======== INFORMATION PROVIDED ========

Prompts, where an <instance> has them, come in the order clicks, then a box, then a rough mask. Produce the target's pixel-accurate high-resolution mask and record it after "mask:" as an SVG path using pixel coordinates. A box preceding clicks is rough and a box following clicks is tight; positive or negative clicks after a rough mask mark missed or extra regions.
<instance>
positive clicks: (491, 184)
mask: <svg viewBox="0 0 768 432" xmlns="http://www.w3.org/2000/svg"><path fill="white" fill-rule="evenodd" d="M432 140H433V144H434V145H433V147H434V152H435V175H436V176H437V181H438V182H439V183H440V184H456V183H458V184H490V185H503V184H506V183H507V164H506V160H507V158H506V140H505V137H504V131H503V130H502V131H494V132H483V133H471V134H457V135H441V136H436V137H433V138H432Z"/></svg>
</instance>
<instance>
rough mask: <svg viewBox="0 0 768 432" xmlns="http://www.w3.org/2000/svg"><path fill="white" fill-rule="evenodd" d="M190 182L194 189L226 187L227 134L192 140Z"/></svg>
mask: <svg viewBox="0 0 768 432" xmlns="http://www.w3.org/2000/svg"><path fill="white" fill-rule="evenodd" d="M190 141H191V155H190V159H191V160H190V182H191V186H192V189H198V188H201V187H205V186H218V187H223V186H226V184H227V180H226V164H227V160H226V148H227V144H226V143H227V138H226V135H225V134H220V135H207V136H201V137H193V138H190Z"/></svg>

========

■ YOUR TASK
The answer must be every line of the listing that holds the word "instance".

■ YOUR SOLUTION
Prompts, where an <instance> has them, come in the order clicks, then a box, then a rough mask. Produce the target's pixel-accurate high-resolution mask and record it after "mask:" as an SVG path using pixel coordinates. A box preceding clicks is rough and a box following clicks is tight; positive or negative clicks after a rough mask mark missed or extra regions.
<instance>
</instance>
<instance>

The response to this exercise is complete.